» **EXERCISE GOAL**
Print the listing once more, exactly as written.

» **INPUT**
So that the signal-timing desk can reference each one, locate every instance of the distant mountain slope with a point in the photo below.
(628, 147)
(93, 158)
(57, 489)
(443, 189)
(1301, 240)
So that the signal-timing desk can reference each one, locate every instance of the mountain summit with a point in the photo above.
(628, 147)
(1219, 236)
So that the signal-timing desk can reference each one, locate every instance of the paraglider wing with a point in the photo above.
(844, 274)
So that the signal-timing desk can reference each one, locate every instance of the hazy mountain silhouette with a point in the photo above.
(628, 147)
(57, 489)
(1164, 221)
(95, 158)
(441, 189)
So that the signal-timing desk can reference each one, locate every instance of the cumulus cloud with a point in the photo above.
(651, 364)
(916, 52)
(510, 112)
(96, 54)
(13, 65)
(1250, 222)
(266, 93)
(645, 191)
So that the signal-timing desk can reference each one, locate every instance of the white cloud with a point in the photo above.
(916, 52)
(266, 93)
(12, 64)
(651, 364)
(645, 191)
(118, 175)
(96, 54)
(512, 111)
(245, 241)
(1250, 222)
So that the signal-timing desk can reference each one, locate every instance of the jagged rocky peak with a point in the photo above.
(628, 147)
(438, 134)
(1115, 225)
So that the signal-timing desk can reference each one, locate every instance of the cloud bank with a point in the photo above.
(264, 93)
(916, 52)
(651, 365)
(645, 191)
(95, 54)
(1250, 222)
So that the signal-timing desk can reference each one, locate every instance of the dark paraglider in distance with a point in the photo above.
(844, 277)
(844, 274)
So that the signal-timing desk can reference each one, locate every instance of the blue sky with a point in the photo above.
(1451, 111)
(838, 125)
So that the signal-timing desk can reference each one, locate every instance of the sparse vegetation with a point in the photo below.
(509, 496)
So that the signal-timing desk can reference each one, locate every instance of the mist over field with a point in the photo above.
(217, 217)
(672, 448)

» **TASK SOLUTION**
So that the signal-timing desk can reference each one, locate every instance of the distant mountain slope with a point in the photo below.
(628, 147)
(93, 158)
(57, 489)
(443, 189)
(1301, 240)
So that the signal-timing desk can reference each one, locate every instance of the mountain summit with a point in the photo above.
(628, 147)
(1219, 236)
So that the signal-timing desk can reference each one, locate every instance of the paraglider wing with a point in the photo above.
(844, 274)
So that the signal-timing desk can reference each one, locate every instance of the hazy mountain silhouette with a point in the photo above.
(628, 147)
(57, 489)
(1164, 221)
(95, 158)
(441, 189)
So that the signal-timing desk can reference each one, locate every instance of the cumulus cloud with a point in the photo above.
(651, 364)
(916, 52)
(510, 112)
(96, 54)
(13, 65)
(1250, 222)
(266, 93)
(645, 191)
So that the signal-timing desk can reference each one, locate every instance of the white cloud with a point in the photo above.
(916, 52)
(266, 93)
(12, 64)
(651, 364)
(645, 191)
(118, 175)
(96, 54)
(512, 111)
(245, 241)
(1250, 222)
So that the signal-timing desk can reference each one, locate every instance of the jagged rocky peak with a point in the photo above.
(628, 147)
(438, 134)
(1115, 225)
So that the signal-timing desk can reference each one, locate every instance of the cloud bank with a point in the photo above.
(264, 93)
(916, 52)
(651, 365)
(645, 191)
(95, 54)
(1250, 222)
So that the signal-timing desk can reference each one, locate every instance of the dark paraglider in distance with a point in the photo above.
(844, 277)
(844, 274)
So that the signal-timing desk can reference each one, locate every instance of the blue sky with a point in the photo above.
(1451, 111)
(838, 125)
So that the signal-timing desk can reference each one, locate every instance of the sparse vegetation with a point in the photo below.
(509, 496)
So that the signal-timing desk can reference each one, locate every instance of the mist over field with a point in the photo above.
(217, 217)
(672, 448)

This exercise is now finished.